Passage>
╭──
More about HKUST
A Probabilistic Framework on Machine-Crowd Collaboration and its Applications on Data Integration
PhD Thesis Proposal Defence Title: "A Probabilistic Framework on Machine-Crowd Collaboration and its Applications on Data Integration" by Mr. Chen ZHANG Abstract: Recently, the popularity of crowdsourcing has brought a new opportunity for engaging human intelligence into the process of data analysis. Existing works on crowdsourcing have developed sophisticated methods by utilizing the crowd as a new kind of processor, a.k.a HPU. One of the drawbacks of these works is that they treat the crowd as the sole information source for the human-intrinsic queries. However, on many applications, such human-intrinsic queries can be also answered by machine-alone systems (i.e. CPUs). On the one hand, the latency of using HPUs to answer queries is much longer than that of CPUs, and the monetary cost of HPUs is often high (e.g. crowdsoucing on Amazon Mechanical Turk), but on the other hand, the answers obtained from CPUs often have high uncertainty due to its incapability to recognize human-intrinsic semantics. Therefore, it is natural to ask why we cannot combine the power of CPUs and the wisdom of HPUs to answer human-intrinsic queries accurately and fast, which is exactly the motivation of this work. To summarize, our study covers four following aspects: 1) We propose three new specific human-machine hybrid system in three different application background, to improve the data quality 2) We design a novel crowd-machine hybrid system of uncertain data cleaning ; 3) We study the classic problem of schema mapping in the new crowdsourcing perspective; We validate our solutions through extensive experiments and discuss several interesting research directions of CPU and HPU hybrid systems on data integration. Date: Monday, 4 May 2015 Time: 5:30pm - 7:30pm Venue: Room 3501 lifts 25/26 Committee Members: Dr. Lei Chen (Supervisor) Dr. Pan Hui (Chairperson) Dr. Raymond Wong Dr. Ke Yi **** ALL are Welcome ****
╰──
Provided data>
╭──
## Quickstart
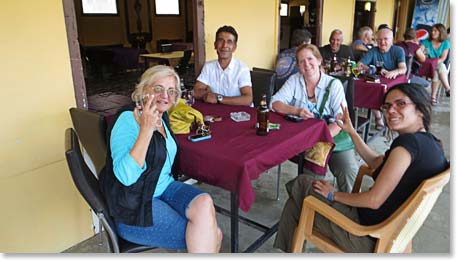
╰──
Problem to work on>
According to the thesis abstract, why does the work combine CPUs and HPUs to answer human-intrinsic queries? Answer in one to three sentences.

Solution>
Using HPUs alone brings much longer latency than CPUs and often a high monetary cost. CPU answers, on the other hand, often have high uncertainty because machines cannot recognize human-intrinsic semantics. Combining the two aims to answer such queries accurately and fast.